# [Task 1]
Copy the records word for word, starting at the line that contains "For every instance of the flat" and ending at the last line of the records.

# [Selected excerpt]
========================================

This separation keeps the parser clean and makes extraction logic independently testable.

10.2. How does lexem stream management work?

Lexical analysis uses a stack of LexemStream structures to handle nested macro expansions. The key insight is that the stream type acts as a discriminator for buffer ownership and cleanup strategy.

10.2.1. The Stream Types

typedef enum {
    NORMAL_STREAM,              // File or local buffer
    MACRO_STREAM,               // Macro expansion
    MACRO_ARGUMENT_STREAM,      // Macro argument expansion
} LexemStreamType;
Historically, there was also a CACHED_STREAM type when the caching mechanism was still active. This confirms that stream types are fundamentally about buffer ownership and refill strategy - each type encodes where the buffer came from and how to handle it when exhausted.
NORMAL_STREAM

Buffer from file’s lexemBuffer or a local temporary. Not allocated from arena memory, so no cleanup needed when stream exhausted.

MACRO_STREAM

Buffer allocated from macroBodyMemory arena during macro expansion. Must call mbmFreeUntil(stream.begin) when popping from stack to free the arena allocation.

MACRO_ARGUMENT_STREAM

Buffer allocated from ppmMemory arena during macro argument expansion. Signals END_OF_MACRO_ARGUMENT_EXCEPTION when exhausted (cleanup handled by caller).

10.2.2. The Refill Algorithm

When currentInput runs out of lexems (read >= write), refillInputIfEmpty() uses the stream type to decide what to do:

while (currentInput.read >= currentInput.write) {
    LexemStreamType inputType = currentInput.streamType;

    if (insideMacro()) {  // Stack not empty
        if (inputType == MACRO_ARGUMENT_STREAM) {
            return END_OF_MACRO_ARGUMENT_EXCEPTION;
        }
        // Only free MACRO_STREAM buffers (allocated from macroBodyMemory)
        if (inputType == MACRO_STREAM) {
            mbmFreeUntil(currentInput.begin);
        }
        currentInput = macroInputStack[--macroStackIndex];  // Pop
    }
    else if (inputType == NORMAL_STREAM) {
        // Refill from file
        buildLexemFromCharacters(&currentFile.characterBuffer, ...);
    }
}

10.2.3. Key Invariant

Stream type must match buffer allocation:

  • MACRO_STREAM → buffer allocated from macroBodyMemory

  • NORMAL_STREAM → buffer NOT from macro arenas

  • MACRO_ARGUMENT_STREAM → buffer from ppmMemory

Violating this invariant causes fatal errors when trying to free buffers from the wrong arena.

10.2.4. Common Bug Pattern

Pushing a NORMAL_STREAM onto the macro stack, then trying to free it as if it were MACRO_STREAM:

// WRONG: Blindly freeing without checking type
mbmFreeUntil(currentInput.begin);  // Fails if currentInput is NORMAL_STREAM!

// CORRECT: Check type first
if (inputType == MACRO_STREAM) {
    mbmFreeUntil(currentInput.begin);
}

10.3. Editor Buffers and Incremental Updates

This section describes how c-xrefactory handles the reality that source code exists in two places: on disk as files, and in memory as editor buffers. It also explains the different update strategies and how references flow through the system.

========================================

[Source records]
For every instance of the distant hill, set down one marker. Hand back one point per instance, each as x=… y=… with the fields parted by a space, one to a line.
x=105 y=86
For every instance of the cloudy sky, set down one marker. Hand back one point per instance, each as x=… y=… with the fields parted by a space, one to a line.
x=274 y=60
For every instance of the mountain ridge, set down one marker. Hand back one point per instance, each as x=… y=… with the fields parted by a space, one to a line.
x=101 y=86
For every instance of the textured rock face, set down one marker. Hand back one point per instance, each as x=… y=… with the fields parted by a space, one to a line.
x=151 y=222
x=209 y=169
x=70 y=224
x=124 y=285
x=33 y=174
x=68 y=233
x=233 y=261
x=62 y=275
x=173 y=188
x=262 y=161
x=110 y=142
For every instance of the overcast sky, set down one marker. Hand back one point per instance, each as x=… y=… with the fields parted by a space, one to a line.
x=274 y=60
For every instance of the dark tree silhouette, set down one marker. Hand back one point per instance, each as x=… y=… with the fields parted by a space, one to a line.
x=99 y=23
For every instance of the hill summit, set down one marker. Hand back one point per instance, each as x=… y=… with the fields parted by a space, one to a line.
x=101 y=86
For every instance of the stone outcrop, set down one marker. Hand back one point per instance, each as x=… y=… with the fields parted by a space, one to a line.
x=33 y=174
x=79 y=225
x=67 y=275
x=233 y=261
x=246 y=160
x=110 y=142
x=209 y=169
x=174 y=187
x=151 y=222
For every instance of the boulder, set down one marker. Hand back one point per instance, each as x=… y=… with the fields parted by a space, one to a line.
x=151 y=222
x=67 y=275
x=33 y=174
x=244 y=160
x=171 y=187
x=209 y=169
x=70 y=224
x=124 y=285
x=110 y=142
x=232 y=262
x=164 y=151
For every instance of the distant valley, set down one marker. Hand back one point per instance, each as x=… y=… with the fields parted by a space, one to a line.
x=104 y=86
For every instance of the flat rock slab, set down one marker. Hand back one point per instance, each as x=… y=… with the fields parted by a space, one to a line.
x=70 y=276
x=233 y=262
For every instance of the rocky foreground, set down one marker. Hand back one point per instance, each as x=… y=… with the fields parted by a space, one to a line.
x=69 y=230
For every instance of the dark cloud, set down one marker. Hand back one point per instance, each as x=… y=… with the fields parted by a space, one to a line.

========================================

# [Task 2]
According to the excerpt on lexem stream management, what does a MACRO_ARGUMENT_STREAM signal when it is exhausted?

# [Expected answer 1]
For every instance of the flat rock slab, set down one marker. Hand back one point per instance, each as x=… y=… with the fields parted by a space, one to a line.
x=70 y=276
x=233 y=262
For every instance of the rocky foreground, set down one marker. Hand back one point per instance, each as x=… y=… with the fields parted by a space, one to a line.
x=69 y=230
For every instance of the dark cloud, set down one marker. Hand back one point per instance, each as x=… y=… with the fields parted by a space, one to a line.

# [Expected answer 2]
END_OF_MACRO_ARGUMENT_EXCEPTION